▸ Excerpt provided
Roll Your Own DNS-Based CDN

Published July 31, 2014 By Joe Savage

Websites are accessed in more areas around the globe today than ever before. For the most part this is good news all around, but with this growth comes a number of challenges — one of these being the latency and unreliability in accessing servers from geographically distant locations.

Introduction

Running the ping utility from my consumer-grade UK broadband internet connection against the server that hosts the Australian Department of Health website yields an average of around 370ms round trip latency. As a result, the 44 HTTP requests on their homepage take my browser over 12s to finish loading. Perhaps this is just about acceptable in this case given that their target audience is likely Australian, but it's hardly ideal, and this type of situation only gets worse if we start talking about servers that serve realtime content.

A solution to this latency problem for big global websites — providing things are elsewhere properly optimised (like reducing HTTP requests from 44, *cough*) — is often to use globally distributed CDNs. These generally provide low latency high capacity infrastructures that serve files from the closest CDN server to the user. You may have heard of some of the big players that offer these services such as Akamai and Amazon Cloudfront.

This means that instead of sending 44 HTTP requests all the way to Australia, I might be able to send them to a server right here in the UK — a path over 15,000 kilometres shorter, offering a more reliable connection with a great deal less latency.

Hazard a guess at which route is faster?

So if I wanted to set up my own video sharing website, for example, it would almost certainly be worth my time serving video content from a CDN of sorts so that users around the world can stream video content without getting eternally frustrating at the streaming speed. Of course, a CDN isn't the silver bullet in such a situation — there are a great deal of infrastructural issues that need addressing if you're looking to serve video at scale — but a CDN is certainly a step in the right direction.

▸ Tasks
**a)** Answer from the CDN article:
(i) What average round-trip latency does the author get when pinging the server for the Australian Department of Health website?
(ii) Which two big CDN providers does the article name?
(iii) How much shorter is the path to a UK server than the path to Australia?
**b)** Pick up the CDN article after its final paragraph and write the next part in the same voice.

▸ Records provided
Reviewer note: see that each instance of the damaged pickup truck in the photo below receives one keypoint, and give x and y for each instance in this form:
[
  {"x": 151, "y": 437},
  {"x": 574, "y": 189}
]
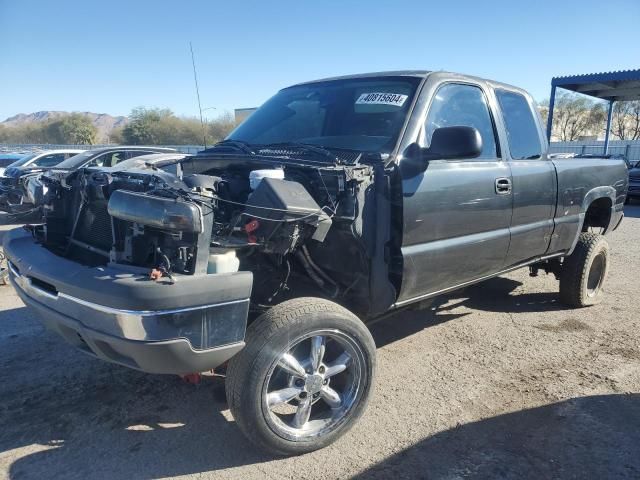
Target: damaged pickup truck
[{"x": 336, "y": 202}]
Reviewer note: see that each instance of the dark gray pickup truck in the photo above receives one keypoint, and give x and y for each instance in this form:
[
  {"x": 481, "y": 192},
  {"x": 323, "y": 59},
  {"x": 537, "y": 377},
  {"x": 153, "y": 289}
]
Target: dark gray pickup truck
[{"x": 336, "y": 202}]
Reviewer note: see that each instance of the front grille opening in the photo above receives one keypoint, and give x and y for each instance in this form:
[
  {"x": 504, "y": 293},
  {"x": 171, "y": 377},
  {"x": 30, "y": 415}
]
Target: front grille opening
[{"x": 47, "y": 287}]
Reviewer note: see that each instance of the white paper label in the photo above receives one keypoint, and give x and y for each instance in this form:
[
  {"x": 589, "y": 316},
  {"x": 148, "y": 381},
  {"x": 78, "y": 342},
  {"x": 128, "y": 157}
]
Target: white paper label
[{"x": 380, "y": 98}]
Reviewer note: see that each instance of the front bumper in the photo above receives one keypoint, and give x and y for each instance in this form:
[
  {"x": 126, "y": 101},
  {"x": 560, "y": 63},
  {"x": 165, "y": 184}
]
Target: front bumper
[{"x": 121, "y": 316}]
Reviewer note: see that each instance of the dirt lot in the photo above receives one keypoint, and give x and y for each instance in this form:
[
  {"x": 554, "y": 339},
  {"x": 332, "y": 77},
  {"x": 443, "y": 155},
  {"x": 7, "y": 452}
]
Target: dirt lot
[{"x": 497, "y": 381}]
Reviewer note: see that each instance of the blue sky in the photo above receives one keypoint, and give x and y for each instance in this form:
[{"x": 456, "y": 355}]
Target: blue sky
[{"x": 111, "y": 56}]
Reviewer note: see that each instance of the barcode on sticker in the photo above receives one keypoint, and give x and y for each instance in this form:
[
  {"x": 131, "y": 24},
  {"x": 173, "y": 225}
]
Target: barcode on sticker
[{"x": 378, "y": 98}]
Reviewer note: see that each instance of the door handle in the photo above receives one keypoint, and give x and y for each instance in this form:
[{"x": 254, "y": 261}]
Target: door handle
[{"x": 503, "y": 186}]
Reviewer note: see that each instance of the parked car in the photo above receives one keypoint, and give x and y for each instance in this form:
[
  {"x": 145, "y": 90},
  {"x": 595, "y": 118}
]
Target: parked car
[
  {"x": 336, "y": 202},
  {"x": 21, "y": 187},
  {"x": 11, "y": 180}
]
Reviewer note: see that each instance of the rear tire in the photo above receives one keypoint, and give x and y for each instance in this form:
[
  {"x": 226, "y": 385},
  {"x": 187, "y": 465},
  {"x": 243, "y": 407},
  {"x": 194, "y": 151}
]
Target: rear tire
[
  {"x": 584, "y": 271},
  {"x": 278, "y": 385}
]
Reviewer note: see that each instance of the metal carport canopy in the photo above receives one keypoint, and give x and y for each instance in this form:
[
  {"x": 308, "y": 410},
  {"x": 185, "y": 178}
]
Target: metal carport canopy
[{"x": 614, "y": 87}]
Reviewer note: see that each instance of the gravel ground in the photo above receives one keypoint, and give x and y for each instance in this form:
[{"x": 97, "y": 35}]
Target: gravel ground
[{"x": 496, "y": 381}]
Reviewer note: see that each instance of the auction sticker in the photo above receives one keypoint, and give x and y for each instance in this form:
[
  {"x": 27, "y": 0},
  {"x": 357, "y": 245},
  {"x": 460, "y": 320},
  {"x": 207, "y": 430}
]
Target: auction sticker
[{"x": 378, "y": 98}]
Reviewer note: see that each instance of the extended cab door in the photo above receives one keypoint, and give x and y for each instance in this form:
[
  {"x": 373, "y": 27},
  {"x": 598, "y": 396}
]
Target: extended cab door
[
  {"x": 534, "y": 177},
  {"x": 456, "y": 213}
]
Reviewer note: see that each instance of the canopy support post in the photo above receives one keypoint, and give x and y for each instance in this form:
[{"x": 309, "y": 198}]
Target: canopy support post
[{"x": 606, "y": 135}]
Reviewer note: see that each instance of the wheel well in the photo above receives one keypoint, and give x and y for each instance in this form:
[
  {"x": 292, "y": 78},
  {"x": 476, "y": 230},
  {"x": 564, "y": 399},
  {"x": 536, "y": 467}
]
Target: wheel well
[{"x": 598, "y": 214}]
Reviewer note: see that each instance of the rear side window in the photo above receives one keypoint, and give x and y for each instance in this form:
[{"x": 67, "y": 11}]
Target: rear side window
[{"x": 522, "y": 130}]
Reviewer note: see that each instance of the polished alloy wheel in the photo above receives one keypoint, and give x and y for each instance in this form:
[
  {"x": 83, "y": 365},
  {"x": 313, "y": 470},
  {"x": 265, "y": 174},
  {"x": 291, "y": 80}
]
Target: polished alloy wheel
[{"x": 314, "y": 384}]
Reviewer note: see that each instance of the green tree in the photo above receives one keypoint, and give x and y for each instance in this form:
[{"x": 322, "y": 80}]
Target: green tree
[{"x": 143, "y": 126}]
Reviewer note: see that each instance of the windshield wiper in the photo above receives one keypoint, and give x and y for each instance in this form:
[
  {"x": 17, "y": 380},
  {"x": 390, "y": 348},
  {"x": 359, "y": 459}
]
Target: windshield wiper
[
  {"x": 318, "y": 150},
  {"x": 237, "y": 144}
]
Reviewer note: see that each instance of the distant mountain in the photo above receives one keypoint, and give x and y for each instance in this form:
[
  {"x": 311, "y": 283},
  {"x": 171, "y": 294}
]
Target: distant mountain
[{"x": 102, "y": 121}]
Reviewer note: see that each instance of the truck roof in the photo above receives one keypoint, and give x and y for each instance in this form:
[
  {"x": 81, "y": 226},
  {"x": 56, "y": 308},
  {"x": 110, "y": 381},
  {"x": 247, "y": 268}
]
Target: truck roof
[{"x": 416, "y": 74}]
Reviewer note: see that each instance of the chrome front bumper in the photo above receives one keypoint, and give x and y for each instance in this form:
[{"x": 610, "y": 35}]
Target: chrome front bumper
[{"x": 184, "y": 339}]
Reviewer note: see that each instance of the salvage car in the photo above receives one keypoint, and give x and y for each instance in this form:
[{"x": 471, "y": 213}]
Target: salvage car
[
  {"x": 12, "y": 179},
  {"x": 6, "y": 159},
  {"x": 337, "y": 202},
  {"x": 20, "y": 188}
]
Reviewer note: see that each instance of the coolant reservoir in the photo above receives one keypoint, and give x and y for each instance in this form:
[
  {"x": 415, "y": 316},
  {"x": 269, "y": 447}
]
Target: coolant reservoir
[
  {"x": 222, "y": 260},
  {"x": 256, "y": 176}
]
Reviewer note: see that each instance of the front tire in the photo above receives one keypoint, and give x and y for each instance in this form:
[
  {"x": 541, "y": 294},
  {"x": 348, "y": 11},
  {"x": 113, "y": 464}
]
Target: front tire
[
  {"x": 304, "y": 378},
  {"x": 584, "y": 271}
]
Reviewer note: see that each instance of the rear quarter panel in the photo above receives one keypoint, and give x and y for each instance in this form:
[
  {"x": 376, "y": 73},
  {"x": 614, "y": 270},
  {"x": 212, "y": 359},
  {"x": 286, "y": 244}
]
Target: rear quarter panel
[{"x": 580, "y": 182}]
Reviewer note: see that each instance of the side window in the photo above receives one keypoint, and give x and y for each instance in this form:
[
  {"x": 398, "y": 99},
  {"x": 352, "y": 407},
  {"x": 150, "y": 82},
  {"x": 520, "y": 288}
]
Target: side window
[
  {"x": 116, "y": 157},
  {"x": 462, "y": 105},
  {"x": 136, "y": 153},
  {"x": 99, "y": 161},
  {"x": 522, "y": 130},
  {"x": 49, "y": 160}
]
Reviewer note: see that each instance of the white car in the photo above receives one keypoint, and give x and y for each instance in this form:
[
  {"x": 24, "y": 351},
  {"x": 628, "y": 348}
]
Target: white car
[{"x": 48, "y": 158}]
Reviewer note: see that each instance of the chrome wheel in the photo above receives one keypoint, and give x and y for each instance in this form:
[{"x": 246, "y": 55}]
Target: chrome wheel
[{"x": 314, "y": 384}]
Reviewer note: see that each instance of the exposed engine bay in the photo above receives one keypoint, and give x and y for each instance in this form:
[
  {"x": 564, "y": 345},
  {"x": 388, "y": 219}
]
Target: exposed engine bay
[{"x": 311, "y": 228}]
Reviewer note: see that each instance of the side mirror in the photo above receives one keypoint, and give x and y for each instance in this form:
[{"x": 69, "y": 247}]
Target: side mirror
[{"x": 448, "y": 143}]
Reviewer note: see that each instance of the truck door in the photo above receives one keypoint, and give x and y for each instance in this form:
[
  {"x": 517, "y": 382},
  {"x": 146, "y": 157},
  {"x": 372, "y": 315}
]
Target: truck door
[
  {"x": 534, "y": 186},
  {"x": 457, "y": 212}
]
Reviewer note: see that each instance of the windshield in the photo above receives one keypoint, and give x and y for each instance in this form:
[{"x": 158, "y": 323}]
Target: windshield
[
  {"x": 355, "y": 114},
  {"x": 77, "y": 160},
  {"x": 23, "y": 160}
]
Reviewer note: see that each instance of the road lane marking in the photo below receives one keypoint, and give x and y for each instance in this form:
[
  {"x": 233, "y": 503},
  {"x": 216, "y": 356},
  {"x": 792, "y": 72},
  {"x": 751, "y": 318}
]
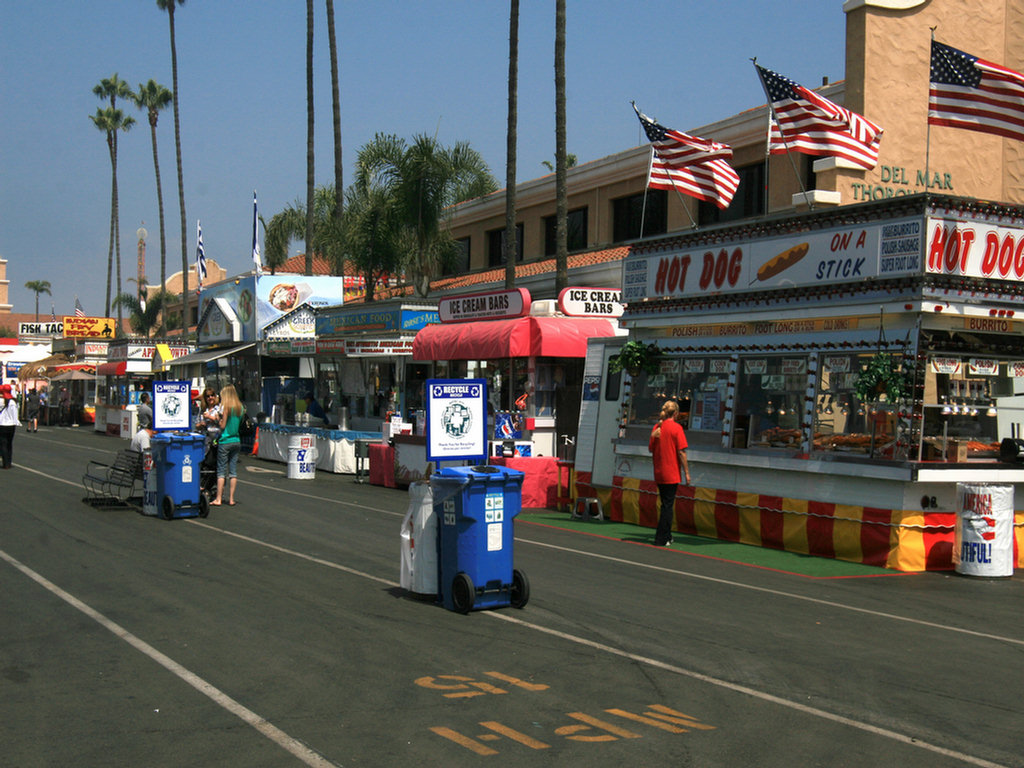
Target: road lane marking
[{"x": 270, "y": 731}]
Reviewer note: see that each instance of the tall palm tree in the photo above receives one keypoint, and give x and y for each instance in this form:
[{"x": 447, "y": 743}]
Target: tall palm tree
[
  {"x": 39, "y": 286},
  {"x": 310, "y": 166},
  {"x": 561, "y": 190},
  {"x": 153, "y": 97},
  {"x": 144, "y": 318},
  {"x": 113, "y": 121},
  {"x": 336, "y": 108},
  {"x": 510, "y": 246},
  {"x": 113, "y": 88},
  {"x": 169, "y": 6},
  {"x": 425, "y": 178}
]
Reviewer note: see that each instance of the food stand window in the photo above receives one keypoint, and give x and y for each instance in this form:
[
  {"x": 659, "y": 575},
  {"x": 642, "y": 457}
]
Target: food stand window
[
  {"x": 962, "y": 407},
  {"x": 700, "y": 387},
  {"x": 770, "y": 393}
]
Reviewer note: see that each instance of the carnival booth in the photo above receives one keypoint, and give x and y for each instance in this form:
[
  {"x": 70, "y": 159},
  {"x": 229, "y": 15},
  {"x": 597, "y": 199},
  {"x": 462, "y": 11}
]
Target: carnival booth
[
  {"x": 841, "y": 375},
  {"x": 531, "y": 356},
  {"x": 126, "y": 374}
]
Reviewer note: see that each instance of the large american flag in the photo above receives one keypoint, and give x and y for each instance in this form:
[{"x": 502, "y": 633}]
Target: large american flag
[
  {"x": 693, "y": 166},
  {"x": 200, "y": 258},
  {"x": 804, "y": 121},
  {"x": 969, "y": 92}
]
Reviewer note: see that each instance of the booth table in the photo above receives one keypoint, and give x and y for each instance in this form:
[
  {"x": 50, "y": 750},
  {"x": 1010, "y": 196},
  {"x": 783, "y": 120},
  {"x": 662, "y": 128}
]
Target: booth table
[
  {"x": 540, "y": 482},
  {"x": 335, "y": 448},
  {"x": 382, "y": 465}
]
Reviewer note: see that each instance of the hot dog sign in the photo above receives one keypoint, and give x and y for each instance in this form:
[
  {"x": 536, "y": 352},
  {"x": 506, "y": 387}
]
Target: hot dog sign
[{"x": 808, "y": 258}]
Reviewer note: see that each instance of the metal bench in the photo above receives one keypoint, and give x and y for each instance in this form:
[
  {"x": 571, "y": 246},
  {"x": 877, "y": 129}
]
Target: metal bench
[{"x": 117, "y": 483}]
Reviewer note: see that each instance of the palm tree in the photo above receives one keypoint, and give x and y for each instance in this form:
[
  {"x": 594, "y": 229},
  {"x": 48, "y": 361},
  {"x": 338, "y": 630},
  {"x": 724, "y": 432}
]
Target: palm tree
[
  {"x": 169, "y": 6},
  {"x": 424, "y": 178},
  {"x": 39, "y": 286},
  {"x": 153, "y": 97},
  {"x": 336, "y": 108},
  {"x": 143, "y": 318},
  {"x": 509, "y": 247},
  {"x": 561, "y": 190},
  {"x": 113, "y": 88},
  {"x": 112, "y": 121},
  {"x": 310, "y": 166}
]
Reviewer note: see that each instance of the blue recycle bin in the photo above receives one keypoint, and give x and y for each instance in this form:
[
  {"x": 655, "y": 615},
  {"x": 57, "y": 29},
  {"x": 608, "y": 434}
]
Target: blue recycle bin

▸ Outputs in order
**a)**
(i) Around 370ms.
(ii) Akamai and Amazon Cloudfront.
(iii) Over 15,000 kilometres shorter.

**b)**
So I'll just go out and exchange some funds with Akamai, Amazon, MaxCDN, or Cloudflare, right? Well, maybe. For a lot of projects that need to globally scale, those guys offer fantastic solutions. They're the professionals at doing this stuff after all. For other projects, however, these CDNs are too expensive, don't provide some level of required flexibility, or are just downright overkill. In these cases, why not set up your own smaller-scale CDN? Plus, it'll be fun.

The Theory

Different CDNs work in different ways — these each have their own merits, but in this article I'm going to focus on setting up the global distribution mechanism via DNS. The thinking here is as follows: the user pops open their web browser of choice and navigates to a URL referring to a resource you want globally distributed. In order to make the request, their web browser needs to resolve the requested domain name into an IP address of a server to query.

Their browser sends the DNS request to perform this resolution to the nameserver that the user is configured with — often the ISP's DNS server — and assuming the result of the query isn't in the nameserver's cache, the request may bounce through a few other nameservers until it finally reaches our custom-configured nameserver, which returns the IP of the geographically closest server to the requesting entity's IP address. Simple!

A slightly simplified representation of the plan for the core of our CDN.

Note the assumption here that the user's location and the location of the requesting DNS server are the same. This is often the case, but not always. If the user is using Google's DNS servers, for example, their DNS request will be routed through one of Google's physical nameservers, which may or may not reside in the same country as the user.

In terms of the software we want to use here, there are a few options, but I've chosen to use the PowerDNS software with the Geo backend for location-based routing. This setup is actually what The Wikimedia Foundation uses for their DNS as a form of load balancing and to "reduce response times for clients".

Getting It Working

With all that chit-chat out of the way, let's actually get some nameservers set up. You can go ahead and purchase a couple of VPSes from your favourite VPS supplier — Linode and DigitalOcean are my personal favourites (the smallest DO droplets are good for this) — and get them set up with some sensible default configurations (e.g. secure SSH access). If you install a firewall, be sure to allow traffic through port 53.

On the chance that you don't already own some servers to do the heavy lifting of actually serving the CDN data, you'll probably want to purchase and configure a few of those too (I recommend installing Varnish).

I'm going to be running through these instructions with Ubuntu Server 14.04 LTS, but many of the steps will be applicable to other Linux distributions... probably. In a production environment it'd make sense to configure some replication between a number of nameservers, but for this article I'm just going to step through a single, manual, standalone configuration.

First off, let's install the software that we've already established we'll need, PowerDNS and the Geo backend: sudo apt-get install pdns-server pdns-backend-geo.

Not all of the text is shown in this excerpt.